DATA RECORDS START

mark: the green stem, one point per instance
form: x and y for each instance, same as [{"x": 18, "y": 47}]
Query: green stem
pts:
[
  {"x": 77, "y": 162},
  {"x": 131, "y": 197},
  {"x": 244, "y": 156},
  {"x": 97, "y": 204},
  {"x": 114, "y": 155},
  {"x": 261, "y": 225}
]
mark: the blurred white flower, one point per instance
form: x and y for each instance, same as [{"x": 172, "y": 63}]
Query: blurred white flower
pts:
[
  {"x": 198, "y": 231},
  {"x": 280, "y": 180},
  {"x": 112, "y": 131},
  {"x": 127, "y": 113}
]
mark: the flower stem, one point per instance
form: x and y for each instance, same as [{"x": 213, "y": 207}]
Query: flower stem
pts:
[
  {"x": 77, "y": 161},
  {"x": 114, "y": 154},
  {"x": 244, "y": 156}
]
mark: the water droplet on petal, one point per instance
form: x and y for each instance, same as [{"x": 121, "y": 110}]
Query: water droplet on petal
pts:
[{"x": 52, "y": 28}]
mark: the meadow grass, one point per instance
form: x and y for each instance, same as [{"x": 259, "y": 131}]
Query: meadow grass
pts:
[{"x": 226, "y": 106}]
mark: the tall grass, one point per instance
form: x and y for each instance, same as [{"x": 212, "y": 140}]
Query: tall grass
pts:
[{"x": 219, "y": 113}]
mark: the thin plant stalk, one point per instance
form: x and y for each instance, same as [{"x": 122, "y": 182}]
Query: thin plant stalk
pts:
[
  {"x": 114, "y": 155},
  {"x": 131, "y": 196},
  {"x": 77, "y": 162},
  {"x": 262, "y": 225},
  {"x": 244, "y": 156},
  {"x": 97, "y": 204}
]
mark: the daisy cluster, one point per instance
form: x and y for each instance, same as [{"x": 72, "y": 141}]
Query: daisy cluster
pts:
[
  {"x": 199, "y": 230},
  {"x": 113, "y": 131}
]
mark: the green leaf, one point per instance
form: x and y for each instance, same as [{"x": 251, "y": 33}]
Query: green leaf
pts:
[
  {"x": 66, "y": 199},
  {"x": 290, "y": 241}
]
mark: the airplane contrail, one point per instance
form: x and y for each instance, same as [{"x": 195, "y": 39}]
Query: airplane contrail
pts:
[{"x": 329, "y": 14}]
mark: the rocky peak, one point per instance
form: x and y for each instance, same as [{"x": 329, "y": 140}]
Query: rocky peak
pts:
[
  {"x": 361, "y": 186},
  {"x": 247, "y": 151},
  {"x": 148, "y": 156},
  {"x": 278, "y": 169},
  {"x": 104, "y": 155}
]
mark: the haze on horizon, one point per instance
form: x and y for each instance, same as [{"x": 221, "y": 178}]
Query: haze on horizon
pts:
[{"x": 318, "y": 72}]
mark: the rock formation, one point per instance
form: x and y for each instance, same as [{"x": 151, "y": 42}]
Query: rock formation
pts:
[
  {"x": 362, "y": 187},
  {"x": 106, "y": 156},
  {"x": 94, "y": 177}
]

DATA RECORDS END

> **TASK GOAL**: Copy only this part of the entries above: the line with "Query: water droplet on petal", the line with "Query: thin plant stalk", and the lines between, all exactly as written.

> **ANSWER FOR THIS EXERCISE**:
Query: water droplet on petal
pts:
[{"x": 52, "y": 28}]
mark: the meadow grass, one point per instance
form: x and y for each instance, same as [{"x": 259, "y": 131}]
Query: meadow grass
pts:
[{"x": 226, "y": 106}]
mark: the tall grass, one point per instance
form: x and y for each instance, same as [{"x": 212, "y": 140}]
Query: tall grass
pts:
[{"x": 219, "y": 113}]
mark: the thin plant stalk, one point per instance
form: x and y for each instance, same as [{"x": 122, "y": 182}]
Query: thin plant stalk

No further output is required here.